Problem details: Turn the data from the line containing "the blue building" through the last line into a JSON list of strings, with one string per line and both end lines included. Leave out blank lines.

=====

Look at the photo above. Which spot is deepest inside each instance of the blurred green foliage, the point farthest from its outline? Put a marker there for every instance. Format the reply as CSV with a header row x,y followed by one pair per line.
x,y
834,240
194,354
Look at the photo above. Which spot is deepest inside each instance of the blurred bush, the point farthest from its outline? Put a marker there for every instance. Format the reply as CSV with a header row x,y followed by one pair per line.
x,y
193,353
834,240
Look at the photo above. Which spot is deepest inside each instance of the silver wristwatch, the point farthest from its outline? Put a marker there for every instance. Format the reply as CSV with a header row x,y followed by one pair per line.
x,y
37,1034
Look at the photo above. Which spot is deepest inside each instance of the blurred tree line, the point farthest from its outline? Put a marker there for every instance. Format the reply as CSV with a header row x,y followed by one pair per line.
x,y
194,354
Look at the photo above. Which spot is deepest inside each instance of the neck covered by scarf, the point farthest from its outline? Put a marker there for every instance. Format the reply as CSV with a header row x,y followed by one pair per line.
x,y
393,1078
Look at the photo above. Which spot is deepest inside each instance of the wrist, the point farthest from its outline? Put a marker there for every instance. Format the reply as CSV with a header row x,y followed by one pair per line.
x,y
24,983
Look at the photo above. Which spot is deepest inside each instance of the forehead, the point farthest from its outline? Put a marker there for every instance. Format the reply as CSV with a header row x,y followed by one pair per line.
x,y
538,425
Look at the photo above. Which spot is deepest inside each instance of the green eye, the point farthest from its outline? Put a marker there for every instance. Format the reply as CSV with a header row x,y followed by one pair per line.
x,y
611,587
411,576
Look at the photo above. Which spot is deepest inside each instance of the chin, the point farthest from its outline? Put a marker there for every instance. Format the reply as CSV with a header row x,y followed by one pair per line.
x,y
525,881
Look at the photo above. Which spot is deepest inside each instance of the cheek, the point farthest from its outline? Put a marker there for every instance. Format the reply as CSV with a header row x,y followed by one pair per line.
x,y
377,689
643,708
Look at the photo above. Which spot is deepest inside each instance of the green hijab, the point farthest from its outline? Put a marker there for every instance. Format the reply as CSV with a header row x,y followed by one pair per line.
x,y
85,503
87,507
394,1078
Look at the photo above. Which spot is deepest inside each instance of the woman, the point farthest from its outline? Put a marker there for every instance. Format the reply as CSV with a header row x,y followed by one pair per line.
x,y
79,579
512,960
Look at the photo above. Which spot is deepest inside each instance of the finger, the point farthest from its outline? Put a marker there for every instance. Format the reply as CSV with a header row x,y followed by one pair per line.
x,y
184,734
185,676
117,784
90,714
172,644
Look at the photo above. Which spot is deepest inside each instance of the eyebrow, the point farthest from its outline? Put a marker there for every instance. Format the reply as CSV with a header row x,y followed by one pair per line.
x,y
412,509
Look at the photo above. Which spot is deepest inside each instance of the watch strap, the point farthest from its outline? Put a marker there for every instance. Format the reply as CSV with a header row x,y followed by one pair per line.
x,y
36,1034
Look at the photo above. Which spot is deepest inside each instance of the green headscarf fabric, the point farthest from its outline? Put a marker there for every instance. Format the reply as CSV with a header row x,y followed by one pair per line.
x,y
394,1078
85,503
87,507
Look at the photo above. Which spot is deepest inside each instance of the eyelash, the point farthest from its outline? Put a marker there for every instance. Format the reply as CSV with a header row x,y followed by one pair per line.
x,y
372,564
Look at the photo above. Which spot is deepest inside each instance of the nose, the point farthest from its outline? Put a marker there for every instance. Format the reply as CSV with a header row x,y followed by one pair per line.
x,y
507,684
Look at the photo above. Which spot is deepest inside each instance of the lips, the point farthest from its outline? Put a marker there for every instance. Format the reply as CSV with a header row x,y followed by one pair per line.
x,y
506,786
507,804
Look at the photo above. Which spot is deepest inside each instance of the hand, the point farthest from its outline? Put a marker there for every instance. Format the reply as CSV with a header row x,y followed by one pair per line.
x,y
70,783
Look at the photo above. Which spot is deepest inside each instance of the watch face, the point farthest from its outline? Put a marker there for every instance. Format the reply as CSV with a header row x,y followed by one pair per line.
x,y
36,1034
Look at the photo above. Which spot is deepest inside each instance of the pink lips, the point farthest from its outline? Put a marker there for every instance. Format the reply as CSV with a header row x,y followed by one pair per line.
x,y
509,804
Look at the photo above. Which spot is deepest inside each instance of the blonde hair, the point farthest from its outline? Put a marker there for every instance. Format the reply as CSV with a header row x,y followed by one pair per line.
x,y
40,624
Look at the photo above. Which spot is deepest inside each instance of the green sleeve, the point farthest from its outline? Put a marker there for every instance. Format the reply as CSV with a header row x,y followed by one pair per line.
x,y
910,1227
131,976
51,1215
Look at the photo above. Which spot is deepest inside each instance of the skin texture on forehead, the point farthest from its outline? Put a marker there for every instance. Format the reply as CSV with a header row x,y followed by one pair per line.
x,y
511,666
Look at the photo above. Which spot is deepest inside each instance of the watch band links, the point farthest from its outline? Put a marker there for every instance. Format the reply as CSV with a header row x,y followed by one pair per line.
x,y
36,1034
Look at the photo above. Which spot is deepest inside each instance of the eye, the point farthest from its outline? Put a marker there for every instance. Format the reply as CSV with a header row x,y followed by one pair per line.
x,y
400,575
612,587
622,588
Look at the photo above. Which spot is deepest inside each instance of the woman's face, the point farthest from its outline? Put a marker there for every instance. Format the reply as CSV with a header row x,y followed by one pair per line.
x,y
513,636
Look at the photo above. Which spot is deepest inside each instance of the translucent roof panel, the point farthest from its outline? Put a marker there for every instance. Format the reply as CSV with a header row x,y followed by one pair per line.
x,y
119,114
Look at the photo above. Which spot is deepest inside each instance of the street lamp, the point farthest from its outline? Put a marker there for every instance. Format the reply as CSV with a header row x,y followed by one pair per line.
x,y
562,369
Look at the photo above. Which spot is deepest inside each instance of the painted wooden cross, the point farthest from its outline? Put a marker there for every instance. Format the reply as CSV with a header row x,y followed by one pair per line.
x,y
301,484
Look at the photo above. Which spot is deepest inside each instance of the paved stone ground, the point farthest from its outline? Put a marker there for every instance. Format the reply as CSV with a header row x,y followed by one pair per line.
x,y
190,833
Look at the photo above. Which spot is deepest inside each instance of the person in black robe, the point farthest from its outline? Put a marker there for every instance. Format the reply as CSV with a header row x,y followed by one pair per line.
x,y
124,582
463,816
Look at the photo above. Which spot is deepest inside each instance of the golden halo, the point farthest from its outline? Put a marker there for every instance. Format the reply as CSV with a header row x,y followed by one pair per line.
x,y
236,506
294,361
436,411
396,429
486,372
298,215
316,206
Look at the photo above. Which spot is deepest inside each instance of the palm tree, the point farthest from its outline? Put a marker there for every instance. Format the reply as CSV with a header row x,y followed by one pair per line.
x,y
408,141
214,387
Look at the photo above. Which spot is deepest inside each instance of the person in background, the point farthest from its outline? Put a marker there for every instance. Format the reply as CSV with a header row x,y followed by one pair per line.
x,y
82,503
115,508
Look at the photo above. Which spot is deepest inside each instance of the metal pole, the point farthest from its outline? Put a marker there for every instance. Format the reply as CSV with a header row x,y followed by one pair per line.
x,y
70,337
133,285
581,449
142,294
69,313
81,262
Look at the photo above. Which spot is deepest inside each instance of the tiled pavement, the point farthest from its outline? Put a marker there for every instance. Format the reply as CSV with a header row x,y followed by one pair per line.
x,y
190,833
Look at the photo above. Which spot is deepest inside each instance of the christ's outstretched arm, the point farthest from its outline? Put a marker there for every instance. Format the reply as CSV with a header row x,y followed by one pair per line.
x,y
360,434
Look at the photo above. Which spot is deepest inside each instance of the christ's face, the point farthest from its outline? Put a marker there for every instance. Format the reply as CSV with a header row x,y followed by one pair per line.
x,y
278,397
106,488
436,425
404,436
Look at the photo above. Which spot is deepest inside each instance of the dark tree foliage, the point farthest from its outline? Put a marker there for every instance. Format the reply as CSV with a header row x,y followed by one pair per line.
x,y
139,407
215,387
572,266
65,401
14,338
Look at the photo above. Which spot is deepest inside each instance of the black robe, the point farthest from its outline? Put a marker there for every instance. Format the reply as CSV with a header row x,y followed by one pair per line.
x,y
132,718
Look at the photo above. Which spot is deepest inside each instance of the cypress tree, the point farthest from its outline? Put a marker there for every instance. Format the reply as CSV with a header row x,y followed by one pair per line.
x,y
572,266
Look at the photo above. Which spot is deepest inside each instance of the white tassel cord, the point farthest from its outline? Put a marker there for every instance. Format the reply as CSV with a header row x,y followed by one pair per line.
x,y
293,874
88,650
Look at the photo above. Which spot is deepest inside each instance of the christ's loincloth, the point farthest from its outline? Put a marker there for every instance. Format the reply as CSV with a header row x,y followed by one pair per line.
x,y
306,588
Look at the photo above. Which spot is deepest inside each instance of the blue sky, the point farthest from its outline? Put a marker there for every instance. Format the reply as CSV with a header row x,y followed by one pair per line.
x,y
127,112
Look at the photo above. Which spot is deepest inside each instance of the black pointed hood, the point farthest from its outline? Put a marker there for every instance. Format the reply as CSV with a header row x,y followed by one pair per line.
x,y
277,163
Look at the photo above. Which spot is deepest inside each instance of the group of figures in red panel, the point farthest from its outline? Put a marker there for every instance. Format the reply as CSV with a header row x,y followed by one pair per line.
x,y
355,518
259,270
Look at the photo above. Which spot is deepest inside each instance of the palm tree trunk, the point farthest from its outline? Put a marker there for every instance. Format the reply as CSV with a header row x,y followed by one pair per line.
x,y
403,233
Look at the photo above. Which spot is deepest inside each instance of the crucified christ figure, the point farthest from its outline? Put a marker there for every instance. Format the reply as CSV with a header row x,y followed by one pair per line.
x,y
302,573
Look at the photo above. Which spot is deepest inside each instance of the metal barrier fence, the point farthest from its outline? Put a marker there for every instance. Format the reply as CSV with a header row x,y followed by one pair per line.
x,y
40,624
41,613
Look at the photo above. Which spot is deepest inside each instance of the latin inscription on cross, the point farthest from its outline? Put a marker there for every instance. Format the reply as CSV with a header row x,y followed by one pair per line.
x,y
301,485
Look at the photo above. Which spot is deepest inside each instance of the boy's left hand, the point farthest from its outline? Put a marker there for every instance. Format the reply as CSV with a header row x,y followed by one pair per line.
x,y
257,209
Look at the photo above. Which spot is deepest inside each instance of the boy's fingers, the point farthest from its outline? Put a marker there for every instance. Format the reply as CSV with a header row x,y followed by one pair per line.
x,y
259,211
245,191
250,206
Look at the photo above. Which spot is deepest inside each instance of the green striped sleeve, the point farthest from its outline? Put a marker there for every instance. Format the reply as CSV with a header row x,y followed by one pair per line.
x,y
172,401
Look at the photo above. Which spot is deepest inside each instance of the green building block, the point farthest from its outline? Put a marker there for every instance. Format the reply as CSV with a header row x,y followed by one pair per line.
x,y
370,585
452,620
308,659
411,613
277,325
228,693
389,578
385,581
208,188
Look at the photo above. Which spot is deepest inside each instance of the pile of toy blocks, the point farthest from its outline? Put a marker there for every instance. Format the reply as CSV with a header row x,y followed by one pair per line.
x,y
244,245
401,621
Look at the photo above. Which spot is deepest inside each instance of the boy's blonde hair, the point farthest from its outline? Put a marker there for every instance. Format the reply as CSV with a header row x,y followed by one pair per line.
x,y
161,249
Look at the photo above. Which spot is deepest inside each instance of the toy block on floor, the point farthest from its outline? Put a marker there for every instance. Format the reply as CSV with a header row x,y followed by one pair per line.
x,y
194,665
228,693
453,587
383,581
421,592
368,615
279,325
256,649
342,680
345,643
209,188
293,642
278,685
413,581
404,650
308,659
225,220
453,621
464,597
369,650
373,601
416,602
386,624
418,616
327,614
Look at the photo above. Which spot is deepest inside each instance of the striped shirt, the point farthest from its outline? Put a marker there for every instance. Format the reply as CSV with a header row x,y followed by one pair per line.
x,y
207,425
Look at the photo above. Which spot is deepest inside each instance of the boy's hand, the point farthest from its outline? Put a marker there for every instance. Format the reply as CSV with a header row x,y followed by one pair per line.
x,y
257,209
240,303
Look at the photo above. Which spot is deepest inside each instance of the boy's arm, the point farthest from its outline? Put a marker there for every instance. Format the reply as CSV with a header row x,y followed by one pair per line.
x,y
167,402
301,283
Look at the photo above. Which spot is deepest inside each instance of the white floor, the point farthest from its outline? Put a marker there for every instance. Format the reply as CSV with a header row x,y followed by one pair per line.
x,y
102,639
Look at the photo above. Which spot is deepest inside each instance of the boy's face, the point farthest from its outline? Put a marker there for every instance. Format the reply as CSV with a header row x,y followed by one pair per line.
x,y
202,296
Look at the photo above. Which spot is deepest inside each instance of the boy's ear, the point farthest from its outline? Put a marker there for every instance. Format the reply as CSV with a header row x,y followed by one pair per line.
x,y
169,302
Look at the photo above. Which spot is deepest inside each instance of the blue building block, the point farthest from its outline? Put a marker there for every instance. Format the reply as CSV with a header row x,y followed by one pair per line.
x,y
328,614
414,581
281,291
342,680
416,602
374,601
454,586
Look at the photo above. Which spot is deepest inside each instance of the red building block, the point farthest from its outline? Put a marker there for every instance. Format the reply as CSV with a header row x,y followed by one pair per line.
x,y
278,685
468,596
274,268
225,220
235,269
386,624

=====

Written answer:
[
  "Look at the photo above. Which spot is deepest inside each instance of the blue building block, the point farthest from its outline? Put a marker there for every instance. Format the reply as CSV with a header row x,y followed by one pair per line.",
  "x,y",
  "328,614",
  "414,581",
  "281,291",
  "342,680",
  "416,602",
  "374,601",
  "454,586",
  "Look at the photo above. Which spot is deepest inside each instance of the red building block, the point farthest from its outline? Put a marker there for every instance. Format the reply as CSV with a header row x,y followed by one pair per line.",
  "x,y",
  "278,685",
  "468,596",
  "274,268",
  "225,220",
  "235,269",
  "386,624"
]